#### [To be done]
The records that follow must be reproduced in full, exactly as written.

#### [Supplied records]
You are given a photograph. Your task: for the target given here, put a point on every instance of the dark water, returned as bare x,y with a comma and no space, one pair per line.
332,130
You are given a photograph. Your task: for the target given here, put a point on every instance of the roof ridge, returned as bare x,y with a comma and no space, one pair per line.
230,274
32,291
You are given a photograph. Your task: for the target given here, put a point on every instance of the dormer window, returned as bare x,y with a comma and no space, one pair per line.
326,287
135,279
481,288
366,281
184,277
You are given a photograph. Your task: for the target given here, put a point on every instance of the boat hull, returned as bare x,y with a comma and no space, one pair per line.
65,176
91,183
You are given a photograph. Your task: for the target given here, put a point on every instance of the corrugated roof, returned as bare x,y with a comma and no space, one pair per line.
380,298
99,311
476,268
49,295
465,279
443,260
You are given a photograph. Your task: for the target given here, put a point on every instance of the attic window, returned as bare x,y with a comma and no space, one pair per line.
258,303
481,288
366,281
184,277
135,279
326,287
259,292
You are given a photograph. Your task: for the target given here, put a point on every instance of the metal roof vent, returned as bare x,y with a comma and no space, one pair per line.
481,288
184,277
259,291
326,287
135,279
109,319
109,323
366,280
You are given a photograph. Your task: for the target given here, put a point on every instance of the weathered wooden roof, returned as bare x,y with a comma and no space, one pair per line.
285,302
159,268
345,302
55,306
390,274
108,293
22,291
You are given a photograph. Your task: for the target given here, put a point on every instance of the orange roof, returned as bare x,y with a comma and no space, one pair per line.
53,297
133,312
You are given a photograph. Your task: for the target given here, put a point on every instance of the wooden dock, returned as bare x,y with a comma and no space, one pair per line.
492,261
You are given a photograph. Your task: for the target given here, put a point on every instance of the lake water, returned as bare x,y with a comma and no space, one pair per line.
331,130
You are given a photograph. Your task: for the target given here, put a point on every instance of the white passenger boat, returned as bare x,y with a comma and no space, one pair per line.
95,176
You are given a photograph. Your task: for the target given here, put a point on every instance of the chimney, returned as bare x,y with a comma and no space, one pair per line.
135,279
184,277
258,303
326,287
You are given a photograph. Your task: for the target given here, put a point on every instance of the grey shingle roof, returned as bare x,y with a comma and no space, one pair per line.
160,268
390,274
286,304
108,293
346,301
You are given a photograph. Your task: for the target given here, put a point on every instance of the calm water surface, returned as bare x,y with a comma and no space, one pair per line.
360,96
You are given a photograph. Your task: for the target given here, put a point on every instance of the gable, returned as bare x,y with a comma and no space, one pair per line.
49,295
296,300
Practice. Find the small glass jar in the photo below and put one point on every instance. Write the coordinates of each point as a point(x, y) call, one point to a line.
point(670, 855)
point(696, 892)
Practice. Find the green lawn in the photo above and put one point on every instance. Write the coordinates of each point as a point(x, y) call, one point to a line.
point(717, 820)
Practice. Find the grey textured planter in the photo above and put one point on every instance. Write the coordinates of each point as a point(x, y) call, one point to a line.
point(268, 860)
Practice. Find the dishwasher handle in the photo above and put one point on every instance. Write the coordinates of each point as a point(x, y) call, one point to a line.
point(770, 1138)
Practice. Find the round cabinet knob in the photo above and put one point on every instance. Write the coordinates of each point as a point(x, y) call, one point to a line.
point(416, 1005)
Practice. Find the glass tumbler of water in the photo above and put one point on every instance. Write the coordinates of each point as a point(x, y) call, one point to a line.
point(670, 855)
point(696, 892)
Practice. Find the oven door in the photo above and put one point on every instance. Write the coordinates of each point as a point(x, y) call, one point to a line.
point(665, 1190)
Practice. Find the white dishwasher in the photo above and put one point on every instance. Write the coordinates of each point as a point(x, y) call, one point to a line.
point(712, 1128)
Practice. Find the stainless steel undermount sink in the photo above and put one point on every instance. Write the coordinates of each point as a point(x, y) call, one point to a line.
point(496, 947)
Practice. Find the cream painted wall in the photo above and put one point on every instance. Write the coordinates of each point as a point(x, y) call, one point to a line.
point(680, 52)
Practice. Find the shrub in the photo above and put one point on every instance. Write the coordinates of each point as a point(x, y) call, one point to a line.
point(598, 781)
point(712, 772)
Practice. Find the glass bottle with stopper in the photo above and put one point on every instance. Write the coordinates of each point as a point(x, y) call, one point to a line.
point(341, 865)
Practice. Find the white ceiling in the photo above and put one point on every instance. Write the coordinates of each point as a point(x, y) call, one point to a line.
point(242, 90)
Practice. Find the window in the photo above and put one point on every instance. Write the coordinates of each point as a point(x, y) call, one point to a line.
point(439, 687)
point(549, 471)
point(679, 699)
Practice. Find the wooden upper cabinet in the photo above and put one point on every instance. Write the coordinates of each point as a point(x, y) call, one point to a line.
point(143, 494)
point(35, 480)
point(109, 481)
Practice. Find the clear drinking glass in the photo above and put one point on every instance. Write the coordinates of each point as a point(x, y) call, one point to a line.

#### [Solution below]
You are given a photograph. Your task: for the target given here, put a point on every instance of the dark water, returned as bare x,y with a comma and no space, one pair per line.
332,130
You are given a photograph. Your task: for the target given here, put a point on every instance of the roof ridge, returned as bare x,y with a comma and no space, one pair per line.
230,274
32,291
You are given a photograph. Your task: for the target given here, put a point on every instance of the dormer window, returned as bare x,y with a comma and no space, one pair per line.
326,287
135,279
481,288
366,281
184,277
You are given a photograph. Your task: for the target given here, put a point on every instance of the boat hull, returned as bare x,y with a comma and no space, one pair per line.
65,176
91,183
You are given a photograph. Your task: for the target given here, put a point on every instance of the corrugated roof, returned as bare x,y with a comma and no space, one pair per line.
380,298
99,311
476,268
49,295
465,279
443,260
You are given a photograph. Your task: for the target given here, put a point on every instance of the attic window, returned as bare x,y with a comma and no space, one pair per line.
258,303
481,288
366,281
184,277
135,279
326,287
259,292
You are given a photograph. Your task: for the target given here, put a point on every instance of the metal roof vent, returned as bare x,y with a comma and no space, one pair per line.
481,288
184,277
259,291
326,287
135,279
109,319
109,323
366,280
You are given a photograph. Your task: for the target given here, put a point on every instance of the weathered wooden roof, returned as bare x,y with a comma and no space, one pair per line.
285,302
159,268
345,302
55,306
390,274
108,293
22,291
You are given a photograph. Your task: for the target given here, put a point on every instance of the orange roof, returned as bare x,y with a comma and no space, one pair per line.
53,297
133,312
You are given a photograph. Your task: for the target given here, put a point on every instance of the wooden dock, returned as bare x,y with a comma and no space, one pair per line.
492,261
You are given a photograph. Your task: for the target given here, put a point on every instance of the lake water, returned as bare x,y with a comma and no space, one pair per line.
331,130
You are given a photograph. Your task: for the target given here, put a point on every instance of the white passenger boat, returned as bare x,y with a comma and no space, one pair per line.
95,176
You are given a photograph. Your task: for the target given here, put a point on every instance of the chimney, returned as bare x,y with a comma and no space, one pair per line.
135,279
184,277
258,303
326,287
You are given a photograph. Your task: for the target given here, put a point on every instance of the grey shingle roof, returned as bare x,y with a comma and no space, one pair per line.
160,268
390,274
286,304
108,293
346,301
You are given a photograph. Your task: for the target given here, put a point on every instance of the calm water surface, returned as bare x,y with a comma and no space, one pair per line.
360,96
You are given a photograph. Your task: for the target given here, put a point on every instance of the gable, returned as bare x,y with a comma and no space, one pair per line.
49,295
296,300
Practice. Find the small glass jar in the photo below and put one point on every instance. Write the coordinates of each point as a point(x, y) call, one point to a line.
point(670, 855)
point(696, 892)
Practice. Find the green lawn in the photo above and put one point on every instance. Write the coordinates of each point as a point(x, y) call, one point to a line.
point(717, 820)
Practice. Find the grey textured planter in the photo above and put one point on every instance. Write the coordinates of each point as a point(x, y) call, one point to a line.
point(268, 860)
Practice. Find the dishwasher handle in the photo above and put one point on every instance. Write the coordinates of each point as a point(x, y) call, one point to a line.
point(770, 1138)
Practice. Find the round cabinet knob in the photo above and put one point on every instance. Write the coordinates of each point as a point(x, y) call, one point to a line.
point(416, 1005)
Practice. Find the glass tumbler of water in the photo above and put one point on every instance. Write the coordinates of each point as a point(x, y) call, one point to a line.
point(670, 855)
point(696, 892)
Practice. Find the oven door in the photo above and put one point on every instance. Write the coordinates of each point as a point(x, y) call, one point to a line.
point(665, 1190)
Practice. Find the white dishwasher in the photo above and put one point on every instance. Write the coordinates of each point as a point(x, y) call, one point to a line.
point(712, 1128)
Practice. Find the stainless steel undermount sink in the photo above and put one point on every instance. Write the coordinates of each point as a point(x, y) call, one point to a line.
point(496, 947)
Practice. Find the cream painted wall in the photo above and put one point on every instance. Write the coordinates of each point as a point(x, y) call, one point to a line.
point(680, 52)
Practice. Find the shrub in the photo above and put one point on every instance. Write the coordinates of each point as a point(x, y) call, one point to a line.
point(598, 781)
point(712, 772)
Practice. Find the glass bottle with stopper in the photo above and put one point on every instance. Write the coordinates of each point as a point(x, y) call, one point to a line.
point(341, 865)
Practice. Find the white ceiling in the photo above and put one point on every instance. Write the coordinates of each point as a point(x, y) call, one point to a line.
point(242, 90)
Practice. Find the window in the photo above and put one point on every instance. Write the coordinates of each point as a point(x, y) call, one point to a line.
point(439, 687)
point(549, 471)
point(679, 699)
Practice. Find the wooden upper cabinet in the photo above and put one point on every instance. Write the coordinates of each point as a point(x, y) call, one point to a line.
point(143, 494)
point(35, 480)
point(109, 481)
Practice. Find the clear drinking glass in the photo above and put one point on every instance. Write the coordinates of each point as a point(x, y) call, one point to a line.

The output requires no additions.